Requests:
1 - According to the Google–AOL deal interview, which two Google properties do the deal terms name as candidates for banner ads?
2 - Please write out the part of the Google–AOL deal interview starting at "Definitely." and ending at "video ad, perhaps.".

Text passage:
START

In any case, she was good enough to speak with me, and what she had to say was worth repeating, so I've transcribed a slightly edited version of our conversation below (it was raining, I was in my car...).

The highlights: Mayer reiterated that Google is not going to fiddle with its organic results in any way, and that banner or animated ads will not appear on Google.com or on search results pages. However, she did say that such ads may well appear on other Google sites, noting that the deal terms specifically mention Google Video and Google Image search as obvious candidates.

We then got into the OneBox, which has always been something of a mystery to most. I'll let the conversation stand on its own on this point, but I had done some recent reporting which indicated that deals are indeed done inside the OneBox, which was not a surprise to me, per se, but it was news. I asked Marissa about this and the AOL deal, and she clarified how OneBox inclusion works below.

This may well be the heart of the deal, beyond the amount of revenue guaranteed (yes I asked, and no I did not get the answer). As Mayer pointed out, while the deal terms have been agreed to and announced, the final contract has not been written. I am sure when it is, the devil will quite literally be in the details. I've been in on these kind of deals. When the lawyers swoop in, things can go, well, astray. But I sensed from my talk with Marissa that in the end, this deal is between two parties who in fact believe they belong together. We'll all be watching, of course, as those devilish details begin to emerge over the coming months.

---------

Thanks for taking time away from your vacation. First of all, just to get it for the record, you clarified in the blog post that there is not shift to the organic results due to this deal.

Definitely.

Also you made a clarification about banner ads, but it was not clear to me if that applied to just Google.com or other Google properties.

So, with banner ads we are comfortable saying that they will not appear on the home page and that they will not appear on the result pages.

They might appear on Gmail or Google News, or somewhere else but not …

Gmail and Google News weren’t thrown out (as examples). What we actually agreed to and committed to in the contract is that we would experiment with showing banner ads on properties where we think they are more suitable. And the two properties that are specifically mentioned as an “e.g.” are Google Image search and Google Video. Which kind of makes sense - if you are looking at pictures or videos it makes more sense to have a picture ad or an animated ad

Or even a video ad, perhaps.

Exactly.

END

Records supplied:
START

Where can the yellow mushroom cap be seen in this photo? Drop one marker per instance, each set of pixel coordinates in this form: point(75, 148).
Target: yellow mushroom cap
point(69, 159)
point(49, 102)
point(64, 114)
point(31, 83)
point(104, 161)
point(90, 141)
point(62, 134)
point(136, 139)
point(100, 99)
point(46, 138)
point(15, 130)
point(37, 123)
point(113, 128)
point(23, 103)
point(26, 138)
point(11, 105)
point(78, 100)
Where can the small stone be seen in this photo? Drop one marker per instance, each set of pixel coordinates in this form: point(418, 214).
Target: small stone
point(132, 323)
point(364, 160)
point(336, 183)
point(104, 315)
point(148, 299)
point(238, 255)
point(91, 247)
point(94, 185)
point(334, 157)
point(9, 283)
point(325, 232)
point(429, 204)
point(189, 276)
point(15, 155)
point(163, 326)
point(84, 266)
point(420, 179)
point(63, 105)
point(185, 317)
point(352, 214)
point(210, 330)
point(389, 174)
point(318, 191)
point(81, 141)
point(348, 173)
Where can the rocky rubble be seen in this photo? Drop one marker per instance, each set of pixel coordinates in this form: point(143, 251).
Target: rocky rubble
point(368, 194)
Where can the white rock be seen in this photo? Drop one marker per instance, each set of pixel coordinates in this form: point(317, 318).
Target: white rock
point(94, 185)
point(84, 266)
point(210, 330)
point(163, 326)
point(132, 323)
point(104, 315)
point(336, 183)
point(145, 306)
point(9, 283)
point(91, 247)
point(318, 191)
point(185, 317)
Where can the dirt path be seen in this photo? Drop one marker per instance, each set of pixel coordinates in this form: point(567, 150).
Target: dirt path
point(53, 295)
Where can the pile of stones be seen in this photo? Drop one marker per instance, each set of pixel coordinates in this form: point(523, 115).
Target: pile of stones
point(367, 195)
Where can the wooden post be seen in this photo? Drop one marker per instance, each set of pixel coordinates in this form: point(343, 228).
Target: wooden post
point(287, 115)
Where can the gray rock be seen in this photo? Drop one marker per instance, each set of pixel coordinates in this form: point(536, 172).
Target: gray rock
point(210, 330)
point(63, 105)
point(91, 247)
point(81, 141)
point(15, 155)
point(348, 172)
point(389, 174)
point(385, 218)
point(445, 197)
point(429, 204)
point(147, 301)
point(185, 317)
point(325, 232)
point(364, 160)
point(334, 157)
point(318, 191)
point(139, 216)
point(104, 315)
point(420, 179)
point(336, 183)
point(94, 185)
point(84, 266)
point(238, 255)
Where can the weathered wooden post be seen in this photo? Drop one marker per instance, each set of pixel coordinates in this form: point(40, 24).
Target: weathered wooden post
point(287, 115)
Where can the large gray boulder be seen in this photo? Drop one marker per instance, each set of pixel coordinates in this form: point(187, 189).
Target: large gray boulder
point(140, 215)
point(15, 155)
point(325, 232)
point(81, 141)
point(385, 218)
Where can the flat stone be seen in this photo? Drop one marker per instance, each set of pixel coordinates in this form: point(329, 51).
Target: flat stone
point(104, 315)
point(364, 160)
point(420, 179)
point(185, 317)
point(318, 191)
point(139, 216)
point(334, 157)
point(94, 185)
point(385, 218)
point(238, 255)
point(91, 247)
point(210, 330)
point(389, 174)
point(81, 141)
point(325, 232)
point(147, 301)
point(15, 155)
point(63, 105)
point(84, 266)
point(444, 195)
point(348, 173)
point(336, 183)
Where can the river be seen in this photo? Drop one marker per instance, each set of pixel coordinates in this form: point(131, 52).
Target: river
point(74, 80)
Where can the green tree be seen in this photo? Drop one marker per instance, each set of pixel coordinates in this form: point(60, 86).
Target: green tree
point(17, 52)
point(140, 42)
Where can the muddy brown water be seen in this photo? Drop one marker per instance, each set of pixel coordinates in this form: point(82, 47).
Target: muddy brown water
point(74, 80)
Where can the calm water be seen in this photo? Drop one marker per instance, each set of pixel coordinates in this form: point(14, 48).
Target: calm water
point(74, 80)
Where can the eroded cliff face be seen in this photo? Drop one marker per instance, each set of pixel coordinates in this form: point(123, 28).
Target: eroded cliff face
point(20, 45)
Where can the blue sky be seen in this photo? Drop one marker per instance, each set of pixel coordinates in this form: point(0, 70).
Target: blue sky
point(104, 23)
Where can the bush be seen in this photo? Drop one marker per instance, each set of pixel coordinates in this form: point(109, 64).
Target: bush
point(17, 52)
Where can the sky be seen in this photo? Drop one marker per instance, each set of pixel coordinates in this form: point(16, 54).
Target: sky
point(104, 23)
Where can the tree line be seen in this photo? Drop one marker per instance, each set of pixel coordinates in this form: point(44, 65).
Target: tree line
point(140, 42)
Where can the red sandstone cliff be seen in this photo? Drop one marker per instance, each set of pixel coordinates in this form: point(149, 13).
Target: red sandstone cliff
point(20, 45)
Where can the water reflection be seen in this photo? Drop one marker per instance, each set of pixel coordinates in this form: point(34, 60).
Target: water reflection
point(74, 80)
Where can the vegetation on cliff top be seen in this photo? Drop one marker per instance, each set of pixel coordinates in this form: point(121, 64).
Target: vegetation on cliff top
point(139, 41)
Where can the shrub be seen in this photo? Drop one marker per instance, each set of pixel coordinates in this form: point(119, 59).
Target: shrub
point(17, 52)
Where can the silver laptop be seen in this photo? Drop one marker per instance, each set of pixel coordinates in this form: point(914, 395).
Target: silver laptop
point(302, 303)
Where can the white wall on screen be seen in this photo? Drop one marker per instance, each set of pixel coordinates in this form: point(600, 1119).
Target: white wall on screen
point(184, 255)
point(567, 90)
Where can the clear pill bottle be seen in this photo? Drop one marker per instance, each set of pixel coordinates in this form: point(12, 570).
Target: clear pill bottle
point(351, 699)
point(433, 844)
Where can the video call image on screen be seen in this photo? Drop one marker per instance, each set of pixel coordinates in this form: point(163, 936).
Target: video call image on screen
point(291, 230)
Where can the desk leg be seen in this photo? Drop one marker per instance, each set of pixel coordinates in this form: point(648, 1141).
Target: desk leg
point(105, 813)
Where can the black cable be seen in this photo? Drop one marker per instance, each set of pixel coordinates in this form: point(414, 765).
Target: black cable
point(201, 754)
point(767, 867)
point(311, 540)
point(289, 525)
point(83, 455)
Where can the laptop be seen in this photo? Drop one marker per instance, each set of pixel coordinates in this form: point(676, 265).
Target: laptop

END

The replies:
1 - Google Image search and Google Video.

2 -
Definitely.

Also you made a clarification about banner ads, but it was not clear to me if that applied to just Google.com or other Google properties.

So, with banner ads we are comfortable saying that they will not appear on the home page and that they will not appear on the result pages.

They might appear on Gmail or Google News, or somewhere else but not …

Gmail and Google News weren’t thrown out (as examples). What we actually agreed to and committed to in the contract is that we would experiment with showing banner ads on properties where we think they are more suitable. And the two properties that are specifically mentioned as an “e.g.” are Google Image search and Google Video. Which kind of makes sense - if you are looking at pictures or videos it makes more sense to have a picture ad or an animated ad

Or even a video ad, perhaps.